== SUPPLIED TEXT ==

Good Ol’ Amazake Shop Warms Hearts of Tokyoites; Healthy Drink Can Be Enjoyed Cold or Hot

The Yomiuri Shimbun
The interior of Amanoya in Chiyoda Ward, Tokyo, is adorned with vintage posters, miniature cars and other articles reminiscent of the Showa era (1926-89).
The Yomiuri Shimbun
Amanoya is located next to the torii gate of Kanda Myojin shrine.

To get to a quaint amazake sweet sake shop, walk across Hijiribashi bridge from Tokyo’s JR Ochanomizu Station. Continue along National Highway Route 17, and with the Yushima Seido hall to your right, you’ll see a torii gate leading to Kanda Myojin shrine. Next to the torii gate is Amanoya, an established amazake shop that has been selling and serving the drink since 1846.

Amanoya’s original building burned down during World War II and was reconstructed after the war. The shop sells various fermented foods, including natto made with large soybeans and miso. At their cafe, they also serve amazake and traditional Japanese desserts, such as kuzumochi kudzu starch cakes and anmitsu, whose main ingredients include fruits, sweet red bean paste and agar jelly.

The Yomiuri Shimbun
Hot amazake is served with takuan pickles, which go well with the drink.

== ENTRIES SHOWN ==

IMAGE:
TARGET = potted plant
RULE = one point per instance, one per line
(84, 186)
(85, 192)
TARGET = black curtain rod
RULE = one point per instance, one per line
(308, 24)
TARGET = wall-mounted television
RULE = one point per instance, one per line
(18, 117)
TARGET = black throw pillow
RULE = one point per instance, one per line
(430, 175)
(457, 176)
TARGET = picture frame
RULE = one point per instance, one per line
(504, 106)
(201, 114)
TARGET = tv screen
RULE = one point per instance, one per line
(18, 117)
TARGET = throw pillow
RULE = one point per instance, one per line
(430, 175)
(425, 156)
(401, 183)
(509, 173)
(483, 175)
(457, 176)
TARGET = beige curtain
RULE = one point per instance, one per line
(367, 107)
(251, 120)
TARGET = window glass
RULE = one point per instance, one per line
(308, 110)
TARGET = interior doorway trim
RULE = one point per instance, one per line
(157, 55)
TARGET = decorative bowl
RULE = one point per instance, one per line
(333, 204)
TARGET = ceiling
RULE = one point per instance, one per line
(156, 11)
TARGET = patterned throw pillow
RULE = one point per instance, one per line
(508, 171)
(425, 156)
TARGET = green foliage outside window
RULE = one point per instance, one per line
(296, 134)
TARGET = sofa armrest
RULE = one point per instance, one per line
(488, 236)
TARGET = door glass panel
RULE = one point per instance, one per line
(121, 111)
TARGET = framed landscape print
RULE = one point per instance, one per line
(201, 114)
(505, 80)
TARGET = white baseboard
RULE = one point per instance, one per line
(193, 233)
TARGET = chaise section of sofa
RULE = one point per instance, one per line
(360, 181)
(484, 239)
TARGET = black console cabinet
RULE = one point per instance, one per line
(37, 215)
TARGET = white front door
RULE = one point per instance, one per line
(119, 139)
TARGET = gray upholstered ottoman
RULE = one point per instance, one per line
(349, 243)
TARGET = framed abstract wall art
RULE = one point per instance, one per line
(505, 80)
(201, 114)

== WHAT IS REQUIRED ==
Decide whether each statement agrees with the article about the Amanoya amazake shop, answering yes or no and quoting the deciding words of the article: (a) Amanoya has sold amazake since 1846; (b) the shop's original building survived World War II; (c) hot amazake is served with takuan pickles.

== OUTPUT FOR THIS EXERCISE ==
(a) Yes: "an established amazake shop that has been selling and serving the drink since 1846."
(b) No: "Amanoya’s original building burned down during World War II and was reconstructed after the war."
(c) Yes: "Hot amazake is served with takuan pickles, which go well with the drink."